*INSTRUCTIONS TO FOLLOW*
A single number is wanted: how many lines of the data below include the string "asphalt"?

Point-per-instance localization data:
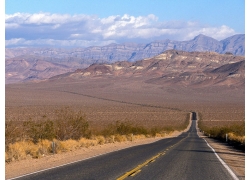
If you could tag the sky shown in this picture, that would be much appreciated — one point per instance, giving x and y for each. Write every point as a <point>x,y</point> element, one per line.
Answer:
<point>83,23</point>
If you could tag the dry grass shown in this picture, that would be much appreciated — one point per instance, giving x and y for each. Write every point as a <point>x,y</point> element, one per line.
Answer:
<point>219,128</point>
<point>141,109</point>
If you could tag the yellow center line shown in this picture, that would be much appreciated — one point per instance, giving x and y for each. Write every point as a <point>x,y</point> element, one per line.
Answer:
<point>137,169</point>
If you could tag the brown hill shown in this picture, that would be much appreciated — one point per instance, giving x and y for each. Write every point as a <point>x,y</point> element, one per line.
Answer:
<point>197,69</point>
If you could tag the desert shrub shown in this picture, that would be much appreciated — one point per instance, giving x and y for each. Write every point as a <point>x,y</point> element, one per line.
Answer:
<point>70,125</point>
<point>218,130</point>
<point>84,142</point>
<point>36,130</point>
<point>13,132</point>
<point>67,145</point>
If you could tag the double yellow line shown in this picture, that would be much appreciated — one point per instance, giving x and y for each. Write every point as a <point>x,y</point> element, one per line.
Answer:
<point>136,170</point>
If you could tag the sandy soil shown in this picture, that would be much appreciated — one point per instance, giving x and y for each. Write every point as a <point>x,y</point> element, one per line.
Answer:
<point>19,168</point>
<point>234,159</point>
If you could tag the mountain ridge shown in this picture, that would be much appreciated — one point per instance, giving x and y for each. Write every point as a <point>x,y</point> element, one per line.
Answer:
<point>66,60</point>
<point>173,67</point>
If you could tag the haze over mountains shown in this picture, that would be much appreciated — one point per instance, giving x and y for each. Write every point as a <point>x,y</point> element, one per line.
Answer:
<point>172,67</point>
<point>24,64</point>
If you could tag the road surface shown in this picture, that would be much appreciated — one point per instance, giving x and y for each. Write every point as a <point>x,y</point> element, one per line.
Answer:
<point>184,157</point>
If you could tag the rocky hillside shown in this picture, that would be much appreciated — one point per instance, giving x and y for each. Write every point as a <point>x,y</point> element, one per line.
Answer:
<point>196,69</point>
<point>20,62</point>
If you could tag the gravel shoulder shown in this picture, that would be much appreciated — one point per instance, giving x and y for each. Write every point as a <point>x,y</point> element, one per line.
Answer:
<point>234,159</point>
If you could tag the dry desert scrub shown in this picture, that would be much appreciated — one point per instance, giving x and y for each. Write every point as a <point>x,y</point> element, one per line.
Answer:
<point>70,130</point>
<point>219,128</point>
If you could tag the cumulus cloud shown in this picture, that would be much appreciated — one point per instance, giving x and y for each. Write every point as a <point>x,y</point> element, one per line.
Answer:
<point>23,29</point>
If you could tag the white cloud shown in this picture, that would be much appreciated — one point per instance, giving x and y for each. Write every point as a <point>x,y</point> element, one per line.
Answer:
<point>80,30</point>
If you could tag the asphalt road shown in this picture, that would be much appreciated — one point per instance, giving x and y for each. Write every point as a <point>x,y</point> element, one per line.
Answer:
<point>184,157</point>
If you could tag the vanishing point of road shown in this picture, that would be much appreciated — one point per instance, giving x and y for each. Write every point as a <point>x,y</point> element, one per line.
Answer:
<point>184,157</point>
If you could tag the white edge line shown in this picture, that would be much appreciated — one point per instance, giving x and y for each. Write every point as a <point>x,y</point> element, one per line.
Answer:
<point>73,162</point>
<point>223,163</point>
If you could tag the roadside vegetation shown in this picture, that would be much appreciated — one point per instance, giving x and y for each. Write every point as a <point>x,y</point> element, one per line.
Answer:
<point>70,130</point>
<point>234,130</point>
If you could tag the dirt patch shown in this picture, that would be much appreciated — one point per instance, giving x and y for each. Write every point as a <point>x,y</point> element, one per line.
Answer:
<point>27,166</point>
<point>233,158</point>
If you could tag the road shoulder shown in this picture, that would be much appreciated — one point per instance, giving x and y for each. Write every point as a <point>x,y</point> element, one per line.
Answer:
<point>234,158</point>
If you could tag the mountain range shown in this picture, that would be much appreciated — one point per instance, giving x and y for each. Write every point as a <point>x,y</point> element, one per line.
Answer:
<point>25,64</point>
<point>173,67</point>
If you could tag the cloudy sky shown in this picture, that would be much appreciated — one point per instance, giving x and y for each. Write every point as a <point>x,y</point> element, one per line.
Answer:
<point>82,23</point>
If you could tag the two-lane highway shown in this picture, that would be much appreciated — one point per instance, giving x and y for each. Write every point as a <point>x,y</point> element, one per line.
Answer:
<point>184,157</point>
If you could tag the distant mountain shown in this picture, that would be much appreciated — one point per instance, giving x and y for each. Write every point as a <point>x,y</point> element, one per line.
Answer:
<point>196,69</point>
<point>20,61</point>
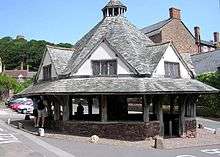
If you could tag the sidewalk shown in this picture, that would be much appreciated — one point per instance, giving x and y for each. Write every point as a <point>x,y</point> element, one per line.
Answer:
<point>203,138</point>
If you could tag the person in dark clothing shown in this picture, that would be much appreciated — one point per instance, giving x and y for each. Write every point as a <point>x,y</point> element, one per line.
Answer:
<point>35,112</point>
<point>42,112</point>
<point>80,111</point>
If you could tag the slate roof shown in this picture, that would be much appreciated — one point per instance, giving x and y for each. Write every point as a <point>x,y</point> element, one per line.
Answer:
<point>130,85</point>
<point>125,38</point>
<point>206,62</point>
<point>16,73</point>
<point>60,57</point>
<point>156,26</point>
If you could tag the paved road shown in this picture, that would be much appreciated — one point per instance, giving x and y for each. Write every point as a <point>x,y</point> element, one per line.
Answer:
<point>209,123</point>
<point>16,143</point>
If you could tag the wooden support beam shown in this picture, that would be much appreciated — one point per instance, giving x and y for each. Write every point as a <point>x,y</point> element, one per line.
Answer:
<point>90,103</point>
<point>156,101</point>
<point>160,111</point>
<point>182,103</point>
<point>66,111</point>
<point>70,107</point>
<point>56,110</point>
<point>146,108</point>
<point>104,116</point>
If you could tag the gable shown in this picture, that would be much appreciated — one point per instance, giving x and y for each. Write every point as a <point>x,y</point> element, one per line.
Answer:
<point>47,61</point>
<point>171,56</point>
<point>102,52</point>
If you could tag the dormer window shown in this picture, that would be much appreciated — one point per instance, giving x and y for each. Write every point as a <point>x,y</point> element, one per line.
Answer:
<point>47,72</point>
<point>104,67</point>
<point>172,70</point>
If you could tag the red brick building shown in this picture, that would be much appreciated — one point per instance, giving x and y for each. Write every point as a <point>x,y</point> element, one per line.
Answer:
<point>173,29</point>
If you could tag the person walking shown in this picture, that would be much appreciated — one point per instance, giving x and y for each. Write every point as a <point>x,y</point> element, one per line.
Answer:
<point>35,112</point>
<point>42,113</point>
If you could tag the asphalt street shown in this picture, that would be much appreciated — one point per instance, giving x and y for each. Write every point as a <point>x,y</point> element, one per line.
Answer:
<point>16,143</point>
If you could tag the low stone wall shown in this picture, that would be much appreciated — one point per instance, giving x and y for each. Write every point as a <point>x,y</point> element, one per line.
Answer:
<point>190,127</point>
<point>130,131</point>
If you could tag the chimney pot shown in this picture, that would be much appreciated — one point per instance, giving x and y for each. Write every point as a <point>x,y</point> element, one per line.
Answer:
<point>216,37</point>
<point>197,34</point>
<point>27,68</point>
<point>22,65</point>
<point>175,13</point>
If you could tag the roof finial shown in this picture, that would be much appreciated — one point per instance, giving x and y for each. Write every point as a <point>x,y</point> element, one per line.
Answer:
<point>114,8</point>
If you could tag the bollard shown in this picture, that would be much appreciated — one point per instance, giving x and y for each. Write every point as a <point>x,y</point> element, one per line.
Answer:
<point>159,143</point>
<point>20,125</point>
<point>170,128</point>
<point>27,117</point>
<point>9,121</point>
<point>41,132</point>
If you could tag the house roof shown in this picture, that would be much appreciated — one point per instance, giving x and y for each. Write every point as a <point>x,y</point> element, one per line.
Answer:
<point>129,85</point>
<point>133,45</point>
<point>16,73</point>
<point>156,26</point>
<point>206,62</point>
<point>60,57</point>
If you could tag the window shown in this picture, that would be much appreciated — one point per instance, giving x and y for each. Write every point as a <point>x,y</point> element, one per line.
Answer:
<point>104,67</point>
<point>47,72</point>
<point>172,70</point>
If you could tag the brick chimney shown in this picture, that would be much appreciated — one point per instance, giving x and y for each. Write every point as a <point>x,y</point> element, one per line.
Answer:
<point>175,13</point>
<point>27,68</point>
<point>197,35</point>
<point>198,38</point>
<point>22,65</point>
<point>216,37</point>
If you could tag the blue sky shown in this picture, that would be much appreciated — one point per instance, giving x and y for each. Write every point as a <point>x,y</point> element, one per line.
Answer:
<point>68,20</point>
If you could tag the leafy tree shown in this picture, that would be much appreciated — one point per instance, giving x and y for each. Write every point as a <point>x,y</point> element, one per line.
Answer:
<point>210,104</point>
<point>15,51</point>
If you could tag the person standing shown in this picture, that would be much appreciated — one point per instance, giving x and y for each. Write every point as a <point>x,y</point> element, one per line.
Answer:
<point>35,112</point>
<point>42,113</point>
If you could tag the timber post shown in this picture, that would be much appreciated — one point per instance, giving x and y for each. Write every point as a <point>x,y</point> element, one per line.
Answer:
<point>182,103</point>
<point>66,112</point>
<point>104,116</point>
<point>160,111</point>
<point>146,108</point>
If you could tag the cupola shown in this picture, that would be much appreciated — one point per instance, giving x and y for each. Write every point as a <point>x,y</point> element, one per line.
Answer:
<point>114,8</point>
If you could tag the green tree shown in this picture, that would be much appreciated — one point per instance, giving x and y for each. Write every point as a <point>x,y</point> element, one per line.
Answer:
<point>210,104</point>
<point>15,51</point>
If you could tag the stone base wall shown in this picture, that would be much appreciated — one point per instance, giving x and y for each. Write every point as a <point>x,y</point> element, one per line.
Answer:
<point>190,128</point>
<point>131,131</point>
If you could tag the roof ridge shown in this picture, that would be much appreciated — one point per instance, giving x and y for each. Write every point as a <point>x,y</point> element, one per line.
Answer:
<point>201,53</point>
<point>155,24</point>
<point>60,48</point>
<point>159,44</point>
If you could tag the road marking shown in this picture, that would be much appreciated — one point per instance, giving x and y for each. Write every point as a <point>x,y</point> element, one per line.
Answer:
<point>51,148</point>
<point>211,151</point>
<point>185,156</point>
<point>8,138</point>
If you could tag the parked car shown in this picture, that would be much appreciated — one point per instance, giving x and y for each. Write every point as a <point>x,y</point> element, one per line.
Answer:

*SOLUTION FOR THIS TASK*
2